- Aim 1
According to the defence equipment report excerpt, how many additional Chinooks did the MoD recently decide to buy?
- Aim 2
Carry on the defence equipment report excerpt from the point where it stops, keeping its style and subject.

15.  During our Helicopter Capability inquiry we expressed concern that commanders in the field were hampered by a lack of helicopters but the MoD would not accept that its helicopter fleet size was too small. Whilst we now welcome the greater clarity provided on the future helicopter fleet strategy and the recent decision to procure an additional 22 Chinooks, we note that this additional operational capability will be funded from the MoD's core budget and so has necessitated cuts from other parts of the equipment programme. Adding numbers to the fleet is only one aspect of delivering additional capability which also requires adequate manpower, training and support. We understand that having more Chinooks in theatre will require more support helicopters in the fleet and we have not yet seen how these will be provided. It will also stretch an already tight system where there are insufficient pilots and ground crew and a budget for helicopter hours, and we seek assurance from the MoD that all of the Defence Lines of Development for the Chinooks have been properly planned. We believe that the estimated delivery date of 2012 is optimistic and ask the MoD to provide details of the planned transition arrangements. (Paragraph 53)

The funding gap

16.  The evidence suggests that at the time that MoD witnesses gave evidence to our Defence Equipment 2009 inquiry, the MoD was in the process of taking steps to manage a funding gap of £21 billion. Witness denials at that time of the existence of such a gap now appear disingenuous. The Minister for Defence Equipment and Support told us he could not provide any information about how the gap was reduced to £6 billion, nor the proportion of expenditure which was merely postponed beyond the planning period. When we pressed in writing for further details, the MoD provided little extra information. We reject the MoD's arguments for refusing to disclose the measures it took in order to reduce the funding gap to £6 billion. We cannot fulfil our scrutiny role if the MoD refuses to provide such information about its activities. We note that the Gray report made recommendations about public scrutiny of the equipment programme and we return to this issue in paragraph 87. (Paragraph 58)

Cost of delays

17.  According to the NAO, in recent planning rounds the MoD's strategy for managing its unaffordable equipment plan has been to re-profile expenditure by delaying projects so as to reduce costs in the early years of the plan. However this practice increases overall procurement costs and represents poor value for money. It is clear from NAO data that the 2008-09 re-profiling exercise added £733million to the future costs of the core equipment programme. (Paragraph 64)

- Provided information
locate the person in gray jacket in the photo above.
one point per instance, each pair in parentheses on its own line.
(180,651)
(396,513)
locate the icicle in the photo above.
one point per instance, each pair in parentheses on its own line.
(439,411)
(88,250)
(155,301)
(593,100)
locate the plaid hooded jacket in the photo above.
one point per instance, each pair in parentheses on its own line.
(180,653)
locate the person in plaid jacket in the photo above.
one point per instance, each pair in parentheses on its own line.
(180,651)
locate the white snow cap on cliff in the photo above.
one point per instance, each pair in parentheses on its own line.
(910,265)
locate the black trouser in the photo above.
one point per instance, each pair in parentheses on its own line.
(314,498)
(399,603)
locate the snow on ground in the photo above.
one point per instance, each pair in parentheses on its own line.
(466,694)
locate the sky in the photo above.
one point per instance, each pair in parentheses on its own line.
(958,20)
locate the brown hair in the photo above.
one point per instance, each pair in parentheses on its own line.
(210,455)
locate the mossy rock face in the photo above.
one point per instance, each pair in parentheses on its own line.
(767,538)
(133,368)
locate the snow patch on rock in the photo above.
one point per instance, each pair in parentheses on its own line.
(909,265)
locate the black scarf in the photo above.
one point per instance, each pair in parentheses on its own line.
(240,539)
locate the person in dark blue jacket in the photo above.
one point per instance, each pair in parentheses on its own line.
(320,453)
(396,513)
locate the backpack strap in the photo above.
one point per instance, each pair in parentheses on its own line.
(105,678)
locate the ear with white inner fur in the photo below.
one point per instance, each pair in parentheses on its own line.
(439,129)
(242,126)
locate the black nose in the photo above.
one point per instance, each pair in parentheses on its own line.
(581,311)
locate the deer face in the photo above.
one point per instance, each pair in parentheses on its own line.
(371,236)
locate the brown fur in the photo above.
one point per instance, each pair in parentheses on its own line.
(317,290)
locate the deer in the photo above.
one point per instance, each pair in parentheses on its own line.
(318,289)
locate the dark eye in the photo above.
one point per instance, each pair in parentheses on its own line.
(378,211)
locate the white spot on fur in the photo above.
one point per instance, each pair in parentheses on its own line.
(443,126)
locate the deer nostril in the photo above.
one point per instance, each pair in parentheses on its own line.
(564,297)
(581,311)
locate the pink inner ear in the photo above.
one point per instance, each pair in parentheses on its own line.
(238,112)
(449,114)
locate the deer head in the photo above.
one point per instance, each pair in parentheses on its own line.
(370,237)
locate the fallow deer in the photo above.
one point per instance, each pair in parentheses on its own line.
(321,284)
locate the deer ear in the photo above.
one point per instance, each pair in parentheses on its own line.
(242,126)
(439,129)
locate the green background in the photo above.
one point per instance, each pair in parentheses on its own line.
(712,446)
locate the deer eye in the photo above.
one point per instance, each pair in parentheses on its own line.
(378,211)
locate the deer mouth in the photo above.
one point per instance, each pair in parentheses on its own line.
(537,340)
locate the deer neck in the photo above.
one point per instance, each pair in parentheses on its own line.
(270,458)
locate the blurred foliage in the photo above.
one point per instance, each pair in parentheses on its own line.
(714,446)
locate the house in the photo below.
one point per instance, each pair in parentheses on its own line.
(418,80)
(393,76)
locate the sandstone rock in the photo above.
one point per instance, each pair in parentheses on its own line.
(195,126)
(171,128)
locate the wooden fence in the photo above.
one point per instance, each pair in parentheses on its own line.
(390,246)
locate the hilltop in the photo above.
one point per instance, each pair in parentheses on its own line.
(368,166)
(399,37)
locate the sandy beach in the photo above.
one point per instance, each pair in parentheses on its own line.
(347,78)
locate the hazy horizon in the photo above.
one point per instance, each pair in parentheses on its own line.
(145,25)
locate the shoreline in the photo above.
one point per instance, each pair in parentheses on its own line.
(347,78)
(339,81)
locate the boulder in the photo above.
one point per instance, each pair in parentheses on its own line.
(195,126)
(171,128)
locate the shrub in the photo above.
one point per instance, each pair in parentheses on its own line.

- Expected output 1
22 additional Chinooks.

- Expected output 2
18.  The Gray report estimates that the 'frictional costs' of delays within the equipment programme are in the range £900m to £2.2 billion a year. Although some of the DE&S witnesses did not accept these estimates, they were unable to provide alternative figures. The MoD is spending hundreds of millions of pounds a year on unproductive activities because it has commissioned more work than it can afford to pay for. It is shocking that the MoD has apparently made no attempt to calculate the extent of such costs and that it has therefore taken decisions to delay projects without understanding the full financial implications. The MoD must develop a system for calculating the full extent of the cost of delays and that such costs are explicitly documented in all future revisions of the equipment plan. The MoD should confirm that the full extent of the cost of delays will be explicitly documented in its annual reports to Parliament of the cost and affordability of the equipment and support programmes against the ten year planning horizon agreed with HM Treasury. (Paragraph 65)

Defence research spending

19.  The research budget appears to be another casualty of the MoD's short term efforts to manage its equipment programme funding gap. We were told that cuts had been made to balance the budget and that such difficult sacrifices were necessary in order to continue to deliver the highest priority defence capabilities. We believe that spending less on research and technology will make the UK Defence Industrial Base progressively less competitive and will make the Defence Industrial Strategy inoperable. To compromise the future development of defence technology, in order to make proportionately small short term contributions to the management of the equipment programme funding gap, is ill-judged. The research programme cannot be turned on and off at short notice and the benefits can only be realised with a consistent and long term commitment of resources. We are sceptical about the implication that the MoD can balance cuts in its own research budget by making greater use of civil research and ask the MoD to explain its proposals for doing this. (Paragraph 69)

Background to the Gray review

20.  We commend the Government for commissioning, and then publishing, the Gray report. In doing so the Government was being refreshingly open. We hope that the MoD will follow this approach on other occasions. (Paragraph 71)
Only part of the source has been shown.